>>>>
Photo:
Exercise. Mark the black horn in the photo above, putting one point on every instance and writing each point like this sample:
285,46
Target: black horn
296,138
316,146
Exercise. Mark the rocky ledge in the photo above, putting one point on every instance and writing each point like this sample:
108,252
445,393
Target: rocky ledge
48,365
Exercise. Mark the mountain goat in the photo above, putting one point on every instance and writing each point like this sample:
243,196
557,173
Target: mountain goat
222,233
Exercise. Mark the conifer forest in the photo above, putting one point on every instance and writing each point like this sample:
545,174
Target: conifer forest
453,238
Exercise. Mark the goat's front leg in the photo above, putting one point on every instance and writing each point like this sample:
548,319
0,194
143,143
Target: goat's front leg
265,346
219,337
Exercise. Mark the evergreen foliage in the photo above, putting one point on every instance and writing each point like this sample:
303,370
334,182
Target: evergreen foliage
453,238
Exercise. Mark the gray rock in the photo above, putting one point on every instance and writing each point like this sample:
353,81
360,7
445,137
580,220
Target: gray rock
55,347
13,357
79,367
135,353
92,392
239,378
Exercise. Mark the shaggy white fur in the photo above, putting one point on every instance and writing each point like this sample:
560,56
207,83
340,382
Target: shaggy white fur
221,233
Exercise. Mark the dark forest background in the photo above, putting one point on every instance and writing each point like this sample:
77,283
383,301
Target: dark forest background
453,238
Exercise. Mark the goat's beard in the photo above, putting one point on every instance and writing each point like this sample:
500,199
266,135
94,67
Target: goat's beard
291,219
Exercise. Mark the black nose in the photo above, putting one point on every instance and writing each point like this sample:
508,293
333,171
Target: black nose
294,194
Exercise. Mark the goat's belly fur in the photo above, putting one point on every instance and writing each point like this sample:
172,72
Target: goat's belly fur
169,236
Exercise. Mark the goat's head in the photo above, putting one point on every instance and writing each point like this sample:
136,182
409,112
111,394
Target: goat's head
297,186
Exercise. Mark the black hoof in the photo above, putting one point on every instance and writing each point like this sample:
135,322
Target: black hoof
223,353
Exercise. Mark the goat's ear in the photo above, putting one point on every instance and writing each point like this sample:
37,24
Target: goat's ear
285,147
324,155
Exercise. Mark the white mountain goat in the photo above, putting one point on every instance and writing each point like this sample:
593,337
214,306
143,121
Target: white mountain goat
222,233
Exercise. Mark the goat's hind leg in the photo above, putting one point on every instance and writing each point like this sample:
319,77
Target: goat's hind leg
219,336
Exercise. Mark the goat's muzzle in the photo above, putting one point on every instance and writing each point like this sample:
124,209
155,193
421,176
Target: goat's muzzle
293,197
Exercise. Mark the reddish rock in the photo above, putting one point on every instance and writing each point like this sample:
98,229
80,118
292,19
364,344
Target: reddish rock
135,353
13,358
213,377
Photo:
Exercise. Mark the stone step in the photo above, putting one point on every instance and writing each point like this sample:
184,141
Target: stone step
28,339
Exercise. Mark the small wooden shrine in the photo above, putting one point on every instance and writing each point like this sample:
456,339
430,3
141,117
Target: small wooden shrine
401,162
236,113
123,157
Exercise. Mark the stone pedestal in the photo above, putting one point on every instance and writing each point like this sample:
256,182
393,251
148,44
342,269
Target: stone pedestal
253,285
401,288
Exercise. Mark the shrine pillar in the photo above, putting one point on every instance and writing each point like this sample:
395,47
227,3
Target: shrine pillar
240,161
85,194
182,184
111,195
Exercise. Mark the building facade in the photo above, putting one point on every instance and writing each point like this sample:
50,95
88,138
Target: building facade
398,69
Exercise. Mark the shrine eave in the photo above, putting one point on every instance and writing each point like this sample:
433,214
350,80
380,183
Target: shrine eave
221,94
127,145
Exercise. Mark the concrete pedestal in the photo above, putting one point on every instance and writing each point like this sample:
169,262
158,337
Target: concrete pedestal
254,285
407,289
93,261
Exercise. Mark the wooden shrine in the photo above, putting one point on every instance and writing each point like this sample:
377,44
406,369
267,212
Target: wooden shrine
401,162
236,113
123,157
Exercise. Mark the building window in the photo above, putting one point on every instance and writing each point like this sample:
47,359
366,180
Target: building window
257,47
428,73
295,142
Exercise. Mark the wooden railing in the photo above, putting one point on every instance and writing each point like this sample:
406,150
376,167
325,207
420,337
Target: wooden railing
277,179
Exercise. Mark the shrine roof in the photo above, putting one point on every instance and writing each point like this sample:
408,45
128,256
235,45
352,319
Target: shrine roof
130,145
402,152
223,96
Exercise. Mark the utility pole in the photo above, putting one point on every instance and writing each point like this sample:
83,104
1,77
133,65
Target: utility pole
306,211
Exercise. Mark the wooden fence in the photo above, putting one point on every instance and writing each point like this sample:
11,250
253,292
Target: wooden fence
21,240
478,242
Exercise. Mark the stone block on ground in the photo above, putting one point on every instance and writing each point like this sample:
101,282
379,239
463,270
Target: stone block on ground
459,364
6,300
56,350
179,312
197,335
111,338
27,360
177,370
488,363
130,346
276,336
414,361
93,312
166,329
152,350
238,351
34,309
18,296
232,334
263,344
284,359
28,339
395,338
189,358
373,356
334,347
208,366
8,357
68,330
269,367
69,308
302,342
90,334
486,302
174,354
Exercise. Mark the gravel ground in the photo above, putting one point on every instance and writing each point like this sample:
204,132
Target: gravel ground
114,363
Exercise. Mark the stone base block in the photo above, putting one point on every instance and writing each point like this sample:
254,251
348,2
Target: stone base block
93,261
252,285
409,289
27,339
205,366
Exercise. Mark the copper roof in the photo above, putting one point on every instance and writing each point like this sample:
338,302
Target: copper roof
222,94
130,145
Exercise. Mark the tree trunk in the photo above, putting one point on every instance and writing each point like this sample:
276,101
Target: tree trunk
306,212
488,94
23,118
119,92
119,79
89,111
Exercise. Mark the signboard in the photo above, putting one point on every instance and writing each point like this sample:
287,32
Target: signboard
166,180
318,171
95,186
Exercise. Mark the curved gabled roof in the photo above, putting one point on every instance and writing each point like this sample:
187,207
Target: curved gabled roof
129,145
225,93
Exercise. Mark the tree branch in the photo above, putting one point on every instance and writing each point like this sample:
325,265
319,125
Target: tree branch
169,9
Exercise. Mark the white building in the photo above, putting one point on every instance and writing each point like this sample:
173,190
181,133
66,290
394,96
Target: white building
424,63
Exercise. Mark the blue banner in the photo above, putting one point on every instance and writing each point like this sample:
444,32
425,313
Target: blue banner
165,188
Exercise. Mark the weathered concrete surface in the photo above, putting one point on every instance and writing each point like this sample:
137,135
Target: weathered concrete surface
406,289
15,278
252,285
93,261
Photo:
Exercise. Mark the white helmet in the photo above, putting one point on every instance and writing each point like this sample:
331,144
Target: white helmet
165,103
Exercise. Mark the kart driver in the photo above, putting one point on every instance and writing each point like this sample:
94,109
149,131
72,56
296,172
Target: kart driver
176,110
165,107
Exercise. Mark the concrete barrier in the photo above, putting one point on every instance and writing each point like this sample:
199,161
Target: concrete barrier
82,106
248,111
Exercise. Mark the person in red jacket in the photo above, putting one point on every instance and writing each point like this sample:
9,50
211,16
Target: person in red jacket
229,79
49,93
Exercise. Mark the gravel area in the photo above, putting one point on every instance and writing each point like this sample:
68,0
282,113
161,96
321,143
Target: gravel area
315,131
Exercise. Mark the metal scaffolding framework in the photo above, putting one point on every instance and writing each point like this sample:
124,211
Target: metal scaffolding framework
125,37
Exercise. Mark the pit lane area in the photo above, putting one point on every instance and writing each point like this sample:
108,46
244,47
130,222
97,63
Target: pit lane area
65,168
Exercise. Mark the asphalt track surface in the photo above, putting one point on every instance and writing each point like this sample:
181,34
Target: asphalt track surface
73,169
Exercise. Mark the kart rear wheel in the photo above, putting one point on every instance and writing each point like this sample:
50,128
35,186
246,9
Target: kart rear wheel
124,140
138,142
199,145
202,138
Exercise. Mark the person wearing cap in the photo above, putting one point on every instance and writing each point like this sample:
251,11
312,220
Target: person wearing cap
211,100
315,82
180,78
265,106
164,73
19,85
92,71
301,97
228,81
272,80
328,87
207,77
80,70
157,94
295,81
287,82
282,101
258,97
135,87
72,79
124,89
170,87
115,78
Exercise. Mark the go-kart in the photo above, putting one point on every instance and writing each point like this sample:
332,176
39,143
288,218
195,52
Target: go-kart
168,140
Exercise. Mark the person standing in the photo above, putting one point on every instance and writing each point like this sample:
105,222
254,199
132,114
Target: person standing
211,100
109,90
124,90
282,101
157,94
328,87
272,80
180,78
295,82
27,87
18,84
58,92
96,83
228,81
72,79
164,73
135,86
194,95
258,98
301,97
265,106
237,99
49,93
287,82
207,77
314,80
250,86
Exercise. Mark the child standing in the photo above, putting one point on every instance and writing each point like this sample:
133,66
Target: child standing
<<<<
§ TASK DIRECTIONS:
Quote the lines of the listing above that run from the line with "Exercise. Mark the pit" through its last line, both included, and nothing else.

§ SOLUTION BELOW:
Exercise. Mark the pit lane area in the photo above, putting one point on every instance and writing each point like this sample:
108,46
244,47
130,222
97,63
Target: pit lane area
65,168
Exercise. Mark the asphalt track surface in the photo above, putting one point on every instance and writing each point like this sample:
181,34
Target: asphalt track surface
73,169
Exercise. Mark the kart rear wheel in the photo above, putting one point on every instance and writing each point like this sample:
50,128
35,186
246,9
Target: kart rear wheel
124,140
138,142
199,145
202,138
Exercise. Mark the person wearing cap in the photo above, putting one point on every instance and writing each point like this sample:
251,11
312,220
Target: person wearing cap
211,100
315,82
180,78
265,106
164,73
19,85
92,71
301,97
228,81
272,80
328,87
207,77
80,70
157,94
295,81
287,82
282,101
258,97
135,87
72,79
124,89
170,87
115,78
Exercise. Mark the go-kart in the photo above, putting one point on every instance and writing each point like this sample:
332,176
39,143
288,218
195,52
Target: go-kart
168,140
Exercise. Mark the person standing in the photo above, putting one point on every instance and writing each point like this sample:
105,222
254,199
132,114
Target: person standing
211,100
109,90
124,90
282,101
157,94
328,87
272,80
180,78
295,82
27,87
18,84
58,92
96,83
228,81
72,79
164,73
135,86
194,95
258,98
301,97
265,106
237,99
49,93
287,82
207,77
314,80
250,86
Exercise. Mark the child standing in the photo above, putting one point on every instance and writing each point like this sample:
133,66
Target: child standing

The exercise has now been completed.